#### PASSAGE TO READ
Date Guesser
============
|Build Status| |Coverage|
A library to extract a publication date from a web page, along with a measure of the accuracy.
This was produced as a part of the `mediacloud project <https://mediacloud.org/>`_, in order to accurately extract dates from content.
Installation
------------
The library is available `on PyPI <https://pypi.org/project/date-guesser/>`_, and may be installed with
.. code-block:: bash
pip install date_guesser
Quickstart
----------
The date guesser uses both the url and the html to work, and uses some heuristics to decide which of many possible dates might be the best one.
.. code-block:: python
from date_guesser import guess_date, Accuracy
# Uses url slugs when available
guess = guess_date(url='https://www.nytimes.com/2017/10/13/some_news.html',
html='<could be anything></could>')
# Returns a Guess object with three properties
guess.date # datetime.datetime(2017, 10, 13, 0, 0, tzinfo=<UTC>)

#### DATA ENTRIES
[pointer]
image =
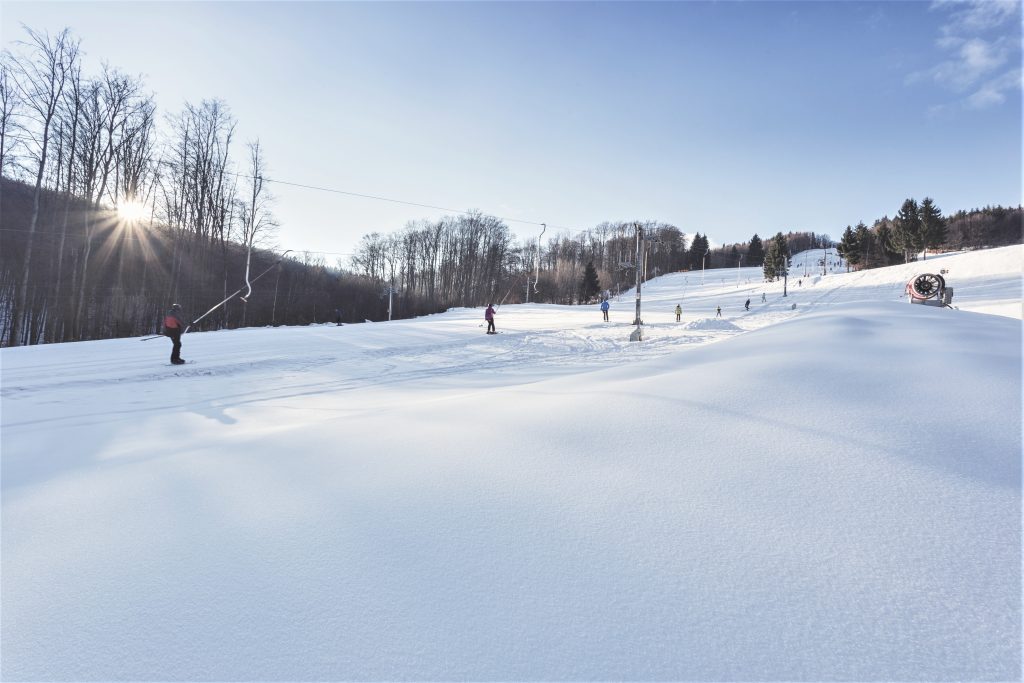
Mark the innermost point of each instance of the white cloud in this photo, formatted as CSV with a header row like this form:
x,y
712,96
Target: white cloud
x,y
975,59
977,62
977,15
993,92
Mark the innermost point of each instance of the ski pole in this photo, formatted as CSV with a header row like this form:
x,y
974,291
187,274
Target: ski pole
x,y
282,258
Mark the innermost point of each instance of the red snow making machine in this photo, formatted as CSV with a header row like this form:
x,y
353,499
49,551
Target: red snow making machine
x,y
929,289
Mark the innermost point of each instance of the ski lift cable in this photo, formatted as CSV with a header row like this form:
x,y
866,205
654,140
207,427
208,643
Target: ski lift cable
x,y
238,292
383,199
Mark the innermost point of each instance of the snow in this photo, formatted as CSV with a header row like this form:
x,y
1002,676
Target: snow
x,y
826,492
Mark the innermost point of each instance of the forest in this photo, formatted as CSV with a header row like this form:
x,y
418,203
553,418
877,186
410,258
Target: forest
x,y
110,213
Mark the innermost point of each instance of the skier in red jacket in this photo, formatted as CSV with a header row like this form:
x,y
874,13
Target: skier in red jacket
x,y
488,315
174,327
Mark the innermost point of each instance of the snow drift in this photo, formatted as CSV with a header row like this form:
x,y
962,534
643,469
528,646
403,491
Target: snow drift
x,y
822,494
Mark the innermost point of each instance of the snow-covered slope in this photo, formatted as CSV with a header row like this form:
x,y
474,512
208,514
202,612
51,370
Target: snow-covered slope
x,y
832,491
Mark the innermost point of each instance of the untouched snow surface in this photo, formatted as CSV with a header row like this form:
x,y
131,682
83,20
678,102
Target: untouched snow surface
x,y
826,492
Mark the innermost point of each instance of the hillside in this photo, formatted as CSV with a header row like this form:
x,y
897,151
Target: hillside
x,y
830,491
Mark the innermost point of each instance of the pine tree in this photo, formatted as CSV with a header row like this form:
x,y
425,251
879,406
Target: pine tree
x,y
864,242
906,229
848,248
756,252
776,261
933,225
697,250
590,287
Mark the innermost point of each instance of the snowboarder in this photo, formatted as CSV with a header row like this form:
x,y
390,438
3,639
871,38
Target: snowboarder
x,y
488,315
173,328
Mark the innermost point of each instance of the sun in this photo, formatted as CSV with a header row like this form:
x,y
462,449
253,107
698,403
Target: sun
x,y
131,211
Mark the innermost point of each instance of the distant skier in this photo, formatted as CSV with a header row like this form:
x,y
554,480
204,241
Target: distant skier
x,y
174,326
488,315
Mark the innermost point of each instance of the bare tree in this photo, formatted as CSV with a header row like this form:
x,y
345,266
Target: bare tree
x,y
41,78
10,107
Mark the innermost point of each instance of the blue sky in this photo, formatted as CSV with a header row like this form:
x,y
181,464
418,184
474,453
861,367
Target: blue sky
x,y
724,118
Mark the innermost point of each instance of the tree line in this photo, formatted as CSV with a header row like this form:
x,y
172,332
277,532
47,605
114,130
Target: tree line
x,y
110,213
918,228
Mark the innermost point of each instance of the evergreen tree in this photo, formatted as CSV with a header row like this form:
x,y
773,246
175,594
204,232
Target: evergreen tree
x,y
848,248
776,260
590,287
888,253
933,225
906,229
697,250
864,243
756,252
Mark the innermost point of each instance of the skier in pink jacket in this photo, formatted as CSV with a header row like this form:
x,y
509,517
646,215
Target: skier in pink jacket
x,y
488,315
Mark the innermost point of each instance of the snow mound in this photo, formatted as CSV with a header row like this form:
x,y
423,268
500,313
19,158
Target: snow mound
x,y
716,324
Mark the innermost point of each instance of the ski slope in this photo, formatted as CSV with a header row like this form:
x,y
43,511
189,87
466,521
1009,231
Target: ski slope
x,y
826,491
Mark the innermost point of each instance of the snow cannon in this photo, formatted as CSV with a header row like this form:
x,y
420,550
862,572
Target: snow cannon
x,y
929,289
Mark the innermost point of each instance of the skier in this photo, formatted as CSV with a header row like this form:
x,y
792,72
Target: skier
x,y
173,328
488,315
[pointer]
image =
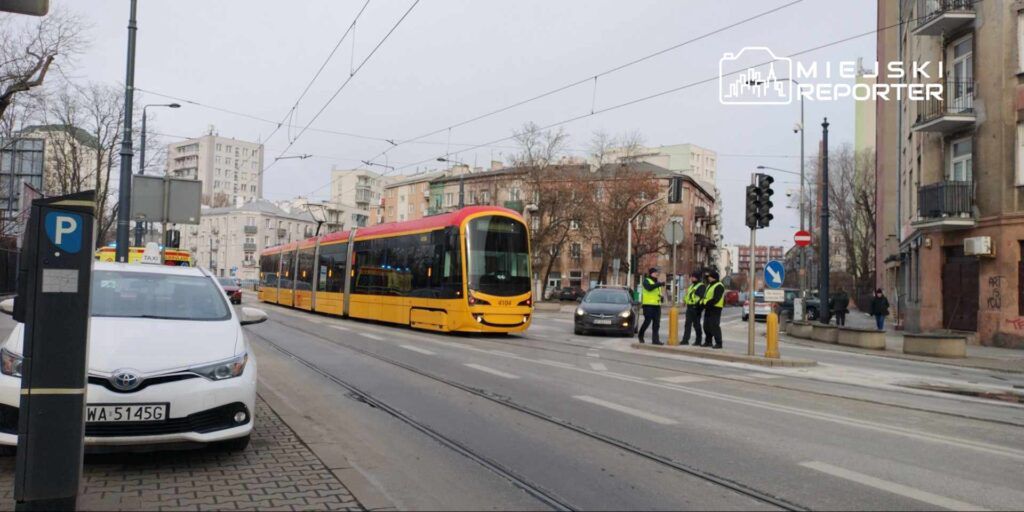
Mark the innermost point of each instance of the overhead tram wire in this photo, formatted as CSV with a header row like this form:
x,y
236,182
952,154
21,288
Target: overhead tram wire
x,y
345,83
295,105
662,93
593,78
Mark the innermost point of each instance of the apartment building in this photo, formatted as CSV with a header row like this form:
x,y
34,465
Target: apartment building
x,y
358,188
229,169
950,171
228,240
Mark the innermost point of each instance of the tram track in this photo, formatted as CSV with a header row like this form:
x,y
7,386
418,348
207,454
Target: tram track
x,y
532,488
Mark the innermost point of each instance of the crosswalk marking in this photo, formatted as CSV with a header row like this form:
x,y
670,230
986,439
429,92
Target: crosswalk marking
x,y
417,349
682,379
492,371
660,420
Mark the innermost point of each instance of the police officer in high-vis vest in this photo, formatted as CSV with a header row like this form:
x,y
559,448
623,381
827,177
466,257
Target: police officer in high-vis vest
x,y
714,301
693,298
650,298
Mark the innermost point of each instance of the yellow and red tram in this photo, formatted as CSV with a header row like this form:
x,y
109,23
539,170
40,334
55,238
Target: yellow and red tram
x,y
462,271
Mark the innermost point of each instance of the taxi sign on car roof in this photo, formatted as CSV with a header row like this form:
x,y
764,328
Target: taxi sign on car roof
x,y
152,254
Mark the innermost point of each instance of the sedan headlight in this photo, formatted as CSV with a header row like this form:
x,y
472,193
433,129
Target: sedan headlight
x,y
10,364
223,370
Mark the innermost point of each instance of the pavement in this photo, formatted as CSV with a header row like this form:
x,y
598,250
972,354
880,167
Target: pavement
x,y
392,418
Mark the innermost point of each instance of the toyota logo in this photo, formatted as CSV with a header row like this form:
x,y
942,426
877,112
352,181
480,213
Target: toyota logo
x,y
125,380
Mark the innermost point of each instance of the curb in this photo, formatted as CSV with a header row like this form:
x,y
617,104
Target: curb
x,y
708,353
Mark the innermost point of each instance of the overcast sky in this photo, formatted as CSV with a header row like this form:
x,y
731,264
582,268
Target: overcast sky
x,y
451,60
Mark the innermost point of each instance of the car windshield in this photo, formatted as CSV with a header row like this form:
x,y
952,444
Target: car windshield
x,y
143,295
607,297
499,259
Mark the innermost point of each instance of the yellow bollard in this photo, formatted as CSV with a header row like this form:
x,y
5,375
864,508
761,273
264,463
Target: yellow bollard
x,y
674,325
771,347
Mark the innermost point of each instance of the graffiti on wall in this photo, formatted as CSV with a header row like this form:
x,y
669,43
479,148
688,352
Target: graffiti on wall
x,y
995,292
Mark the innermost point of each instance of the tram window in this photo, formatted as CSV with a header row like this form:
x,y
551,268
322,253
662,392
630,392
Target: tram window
x,y
332,267
304,273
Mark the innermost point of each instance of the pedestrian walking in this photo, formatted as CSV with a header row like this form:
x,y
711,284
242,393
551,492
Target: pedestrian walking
x,y
714,301
650,298
841,305
692,299
880,308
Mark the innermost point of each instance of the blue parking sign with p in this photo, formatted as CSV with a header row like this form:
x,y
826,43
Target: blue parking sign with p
x,y
65,230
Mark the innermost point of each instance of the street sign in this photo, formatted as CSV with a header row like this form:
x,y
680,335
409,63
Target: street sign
x,y
774,273
673,232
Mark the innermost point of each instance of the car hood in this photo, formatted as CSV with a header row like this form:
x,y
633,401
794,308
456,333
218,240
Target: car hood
x,y
151,345
602,308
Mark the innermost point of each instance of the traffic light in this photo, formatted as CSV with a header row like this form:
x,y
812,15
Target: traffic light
x,y
676,190
753,206
765,193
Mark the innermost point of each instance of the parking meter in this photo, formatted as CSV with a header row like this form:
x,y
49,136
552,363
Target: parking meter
x,y
53,303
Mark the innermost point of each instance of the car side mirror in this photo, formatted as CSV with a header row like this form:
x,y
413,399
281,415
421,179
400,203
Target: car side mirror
x,y
249,315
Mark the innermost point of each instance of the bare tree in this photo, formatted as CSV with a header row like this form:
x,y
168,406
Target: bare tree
x,y
29,49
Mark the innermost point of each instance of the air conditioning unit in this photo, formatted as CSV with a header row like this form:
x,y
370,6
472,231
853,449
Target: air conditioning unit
x,y
978,246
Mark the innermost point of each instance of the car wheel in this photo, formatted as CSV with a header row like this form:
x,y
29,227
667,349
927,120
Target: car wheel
x,y
237,444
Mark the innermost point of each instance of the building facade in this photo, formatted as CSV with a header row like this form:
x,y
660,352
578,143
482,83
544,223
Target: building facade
x,y
951,244
227,241
358,189
229,169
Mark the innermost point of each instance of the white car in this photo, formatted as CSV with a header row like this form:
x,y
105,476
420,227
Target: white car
x,y
168,361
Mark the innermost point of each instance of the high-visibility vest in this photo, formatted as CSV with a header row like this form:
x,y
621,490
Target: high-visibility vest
x,y
710,294
692,298
650,297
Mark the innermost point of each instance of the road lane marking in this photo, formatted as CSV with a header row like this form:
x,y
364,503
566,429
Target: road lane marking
x,y
418,349
682,379
492,371
660,420
896,488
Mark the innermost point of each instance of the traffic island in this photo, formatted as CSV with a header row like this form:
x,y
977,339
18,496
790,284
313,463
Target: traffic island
x,y
861,338
711,353
799,329
936,345
824,333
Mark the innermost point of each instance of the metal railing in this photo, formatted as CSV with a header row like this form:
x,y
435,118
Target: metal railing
x,y
957,98
946,199
929,9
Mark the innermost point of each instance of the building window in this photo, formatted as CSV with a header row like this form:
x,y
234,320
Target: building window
x,y
961,160
1020,154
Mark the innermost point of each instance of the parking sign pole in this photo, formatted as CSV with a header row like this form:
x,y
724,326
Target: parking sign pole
x,y
53,304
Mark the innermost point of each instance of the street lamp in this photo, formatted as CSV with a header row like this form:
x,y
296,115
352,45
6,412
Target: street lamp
x,y
462,181
139,229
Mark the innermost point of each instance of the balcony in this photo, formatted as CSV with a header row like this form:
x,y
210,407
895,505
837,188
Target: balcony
x,y
946,205
952,113
936,17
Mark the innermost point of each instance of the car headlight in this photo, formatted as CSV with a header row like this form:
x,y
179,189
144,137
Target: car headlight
x,y
10,364
223,370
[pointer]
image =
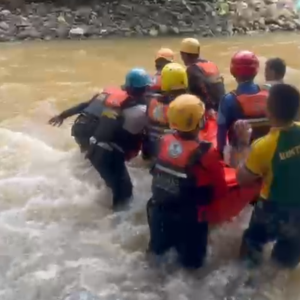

#### OBJECTIVE 1
According to the Date Guesser page, what two inputs does the date guesser use?
#### OBJECTIVE 2
From the Date Guesser page, copy the text between "This was produced" and "the best one.", inclusive.

#### EXPECTED OUTPUT 1
The url and the html.

#### EXPECTED OUTPUT 2
This was produced as a part of the `mediacloud project <https://mediacloud.org/>`_, in order to accurately extract dates from content.
Installation
------------
The library is available `on PyPI <https://pypi.org/project/date-guesser/>`_, and may be installed with
.. code-block:: bash
pip install date_guesser
Quickstart
----------
The date guesser uses both the url and the html to work, and uses some heuristics to decide which of many possible dates might be the best one.